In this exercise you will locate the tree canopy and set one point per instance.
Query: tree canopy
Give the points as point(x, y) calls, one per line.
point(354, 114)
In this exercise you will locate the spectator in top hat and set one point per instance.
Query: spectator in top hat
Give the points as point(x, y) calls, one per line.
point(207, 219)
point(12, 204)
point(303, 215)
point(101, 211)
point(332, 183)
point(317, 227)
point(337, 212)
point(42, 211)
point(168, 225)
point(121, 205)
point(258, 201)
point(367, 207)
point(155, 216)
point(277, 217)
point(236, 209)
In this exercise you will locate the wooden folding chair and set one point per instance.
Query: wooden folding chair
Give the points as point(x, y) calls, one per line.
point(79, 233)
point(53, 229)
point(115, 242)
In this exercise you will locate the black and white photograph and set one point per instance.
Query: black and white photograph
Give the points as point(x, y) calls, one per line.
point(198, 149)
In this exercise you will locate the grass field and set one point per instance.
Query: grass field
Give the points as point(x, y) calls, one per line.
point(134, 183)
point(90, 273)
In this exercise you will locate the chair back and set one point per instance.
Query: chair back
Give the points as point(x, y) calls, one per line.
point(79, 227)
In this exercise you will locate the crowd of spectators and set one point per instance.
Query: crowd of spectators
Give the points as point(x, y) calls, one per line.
--------------------------------
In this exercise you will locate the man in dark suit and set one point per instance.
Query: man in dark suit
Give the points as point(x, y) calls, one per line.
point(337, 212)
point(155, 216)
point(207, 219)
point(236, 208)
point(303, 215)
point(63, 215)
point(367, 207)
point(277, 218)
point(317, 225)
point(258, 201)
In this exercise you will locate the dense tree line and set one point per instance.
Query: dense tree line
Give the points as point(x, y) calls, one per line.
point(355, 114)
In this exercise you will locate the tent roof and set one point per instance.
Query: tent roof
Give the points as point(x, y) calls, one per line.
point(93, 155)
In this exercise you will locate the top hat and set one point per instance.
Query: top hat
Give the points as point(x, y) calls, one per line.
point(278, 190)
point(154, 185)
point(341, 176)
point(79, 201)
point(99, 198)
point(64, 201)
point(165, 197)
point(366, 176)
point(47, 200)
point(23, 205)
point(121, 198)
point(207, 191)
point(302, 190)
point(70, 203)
--------------------------------
What is required – Copy out the records word for word, starting at the line that contains "In this exercise you will locate the grass" and ending at the line that contains "point(79, 227)".

The response –
In this exercise you will locate the grass field and set one point per instance.
Query: grass field
Give the points as point(x, y) calls, one per line.
point(134, 183)
point(90, 273)
In this exercise you will locate the chair back and set one point per instance.
Query: chair back
Give the points as point(x, y) calls, one per line.
point(79, 227)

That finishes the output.